▶ Do this:
Pull out every line in the data below that contains the word "dark", copying each one in full.

▶ Extracted records:
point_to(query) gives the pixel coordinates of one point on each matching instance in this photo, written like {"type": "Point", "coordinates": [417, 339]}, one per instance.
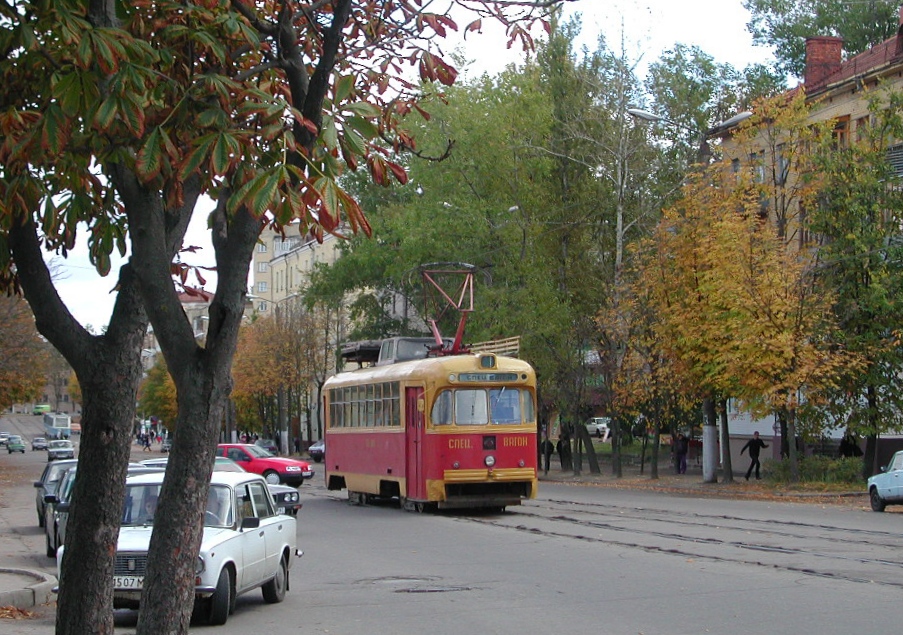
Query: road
{"type": "Point", "coordinates": [579, 558]}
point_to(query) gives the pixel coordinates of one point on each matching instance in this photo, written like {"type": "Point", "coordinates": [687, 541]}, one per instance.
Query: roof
{"type": "Point", "coordinates": [879, 56]}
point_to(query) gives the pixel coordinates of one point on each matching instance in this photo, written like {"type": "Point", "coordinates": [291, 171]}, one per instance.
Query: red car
{"type": "Point", "coordinates": [275, 469]}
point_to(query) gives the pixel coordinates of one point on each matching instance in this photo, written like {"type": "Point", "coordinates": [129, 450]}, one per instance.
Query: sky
{"type": "Point", "coordinates": [648, 29]}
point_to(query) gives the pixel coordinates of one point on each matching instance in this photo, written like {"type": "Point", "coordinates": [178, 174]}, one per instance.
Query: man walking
{"type": "Point", "coordinates": [755, 445]}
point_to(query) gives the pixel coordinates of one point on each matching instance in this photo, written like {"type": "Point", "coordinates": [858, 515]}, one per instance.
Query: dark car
{"type": "Point", "coordinates": [317, 451]}
{"type": "Point", "coordinates": [47, 484]}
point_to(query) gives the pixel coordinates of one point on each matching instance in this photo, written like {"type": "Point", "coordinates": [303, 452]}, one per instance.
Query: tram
{"type": "Point", "coordinates": [445, 432]}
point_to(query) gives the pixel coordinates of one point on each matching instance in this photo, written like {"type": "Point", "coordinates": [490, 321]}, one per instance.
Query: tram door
{"type": "Point", "coordinates": [414, 421]}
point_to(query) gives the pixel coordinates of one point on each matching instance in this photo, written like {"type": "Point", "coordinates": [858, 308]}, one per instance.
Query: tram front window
{"type": "Point", "coordinates": [471, 408]}
{"type": "Point", "coordinates": [505, 405]}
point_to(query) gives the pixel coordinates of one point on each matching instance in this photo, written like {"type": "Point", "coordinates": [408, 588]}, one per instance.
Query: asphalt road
{"type": "Point", "coordinates": [581, 559]}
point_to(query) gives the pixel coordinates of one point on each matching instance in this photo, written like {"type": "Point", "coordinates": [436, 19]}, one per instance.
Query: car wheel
{"type": "Point", "coordinates": [877, 502]}
{"type": "Point", "coordinates": [274, 590]}
{"type": "Point", "coordinates": [51, 552]}
{"type": "Point", "coordinates": [221, 600]}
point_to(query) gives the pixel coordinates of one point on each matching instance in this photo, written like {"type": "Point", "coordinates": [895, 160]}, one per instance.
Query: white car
{"type": "Point", "coordinates": [886, 488]}
{"type": "Point", "coordinates": [246, 545]}
{"type": "Point", "coordinates": [598, 427]}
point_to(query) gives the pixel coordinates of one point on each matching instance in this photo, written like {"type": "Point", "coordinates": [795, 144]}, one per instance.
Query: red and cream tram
{"type": "Point", "coordinates": [445, 432]}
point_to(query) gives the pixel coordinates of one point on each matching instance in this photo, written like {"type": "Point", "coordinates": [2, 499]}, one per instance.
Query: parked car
{"type": "Point", "coordinates": [275, 469]}
{"type": "Point", "coordinates": [317, 450]}
{"type": "Point", "coordinates": [237, 502]}
{"type": "Point", "coordinates": [15, 443]}
{"type": "Point", "coordinates": [598, 427]}
{"type": "Point", "coordinates": [267, 444]}
{"type": "Point", "coordinates": [47, 484]}
{"type": "Point", "coordinates": [60, 449]}
{"type": "Point", "coordinates": [286, 498]}
{"type": "Point", "coordinates": [886, 488]}
{"type": "Point", "coordinates": [57, 513]}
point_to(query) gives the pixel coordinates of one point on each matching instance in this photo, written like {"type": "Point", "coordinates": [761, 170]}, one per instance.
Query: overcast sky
{"type": "Point", "coordinates": [648, 29]}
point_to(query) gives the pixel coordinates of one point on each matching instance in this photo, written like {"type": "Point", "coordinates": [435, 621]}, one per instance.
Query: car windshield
{"type": "Point", "coordinates": [141, 506]}
{"type": "Point", "coordinates": [258, 452]}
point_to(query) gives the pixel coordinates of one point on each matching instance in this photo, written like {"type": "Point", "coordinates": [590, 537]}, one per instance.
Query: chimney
{"type": "Point", "coordinates": [898, 49]}
{"type": "Point", "coordinates": [823, 58]}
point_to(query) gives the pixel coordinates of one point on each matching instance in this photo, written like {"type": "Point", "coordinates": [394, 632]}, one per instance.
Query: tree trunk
{"type": "Point", "coordinates": [727, 472]}
{"type": "Point", "coordinates": [108, 368]}
{"type": "Point", "coordinates": [709, 442]}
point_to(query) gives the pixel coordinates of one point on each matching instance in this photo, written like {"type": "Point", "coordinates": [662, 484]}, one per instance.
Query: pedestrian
{"type": "Point", "coordinates": [755, 445]}
{"type": "Point", "coordinates": [547, 449]}
{"type": "Point", "coordinates": [681, 447]}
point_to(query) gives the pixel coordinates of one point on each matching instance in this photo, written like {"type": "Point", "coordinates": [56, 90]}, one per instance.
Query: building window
{"type": "Point", "coordinates": [782, 165]}
{"type": "Point", "coordinates": [842, 132]}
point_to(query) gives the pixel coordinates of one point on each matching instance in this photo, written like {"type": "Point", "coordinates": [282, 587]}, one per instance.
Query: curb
{"type": "Point", "coordinates": [31, 595]}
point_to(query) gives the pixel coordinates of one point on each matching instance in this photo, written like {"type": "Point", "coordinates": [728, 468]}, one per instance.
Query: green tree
{"type": "Point", "coordinates": [260, 107]}
{"type": "Point", "coordinates": [857, 223]}
{"type": "Point", "coordinates": [157, 395]}
{"type": "Point", "coordinates": [785, 26]}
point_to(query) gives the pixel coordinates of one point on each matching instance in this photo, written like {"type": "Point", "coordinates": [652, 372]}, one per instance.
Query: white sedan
{"type": "Point", "coordinates": [232, 560]}
{"type": "Point", "coordinates": [886, 488]}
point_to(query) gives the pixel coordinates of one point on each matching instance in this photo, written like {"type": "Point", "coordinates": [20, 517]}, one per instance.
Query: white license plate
{"type": "Point", "coordinates": [128, 581]}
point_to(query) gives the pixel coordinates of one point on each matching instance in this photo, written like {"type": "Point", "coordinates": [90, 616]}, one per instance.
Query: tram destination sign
{"type": "Point", "coordinates": [486, 377]}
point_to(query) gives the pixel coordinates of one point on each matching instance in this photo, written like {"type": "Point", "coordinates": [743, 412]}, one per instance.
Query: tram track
{"type": "Point", "coordinates": [854, 555]}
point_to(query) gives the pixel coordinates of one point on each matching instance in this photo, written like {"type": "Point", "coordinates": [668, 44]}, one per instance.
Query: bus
{"type": "Point", "coordinates": [444, 432]}
{"type": "Point", "coordinates": [57, 426]}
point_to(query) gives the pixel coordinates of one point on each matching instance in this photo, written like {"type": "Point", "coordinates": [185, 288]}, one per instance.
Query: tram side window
{"type": "Point", "coordinates": [443, 409]}
{"type": "Point", "coordinates": [471, 408]}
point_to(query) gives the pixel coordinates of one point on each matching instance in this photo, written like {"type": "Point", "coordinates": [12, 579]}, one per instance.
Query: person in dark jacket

▶ Written reply:
Query: dark car
Query: person in dark jacket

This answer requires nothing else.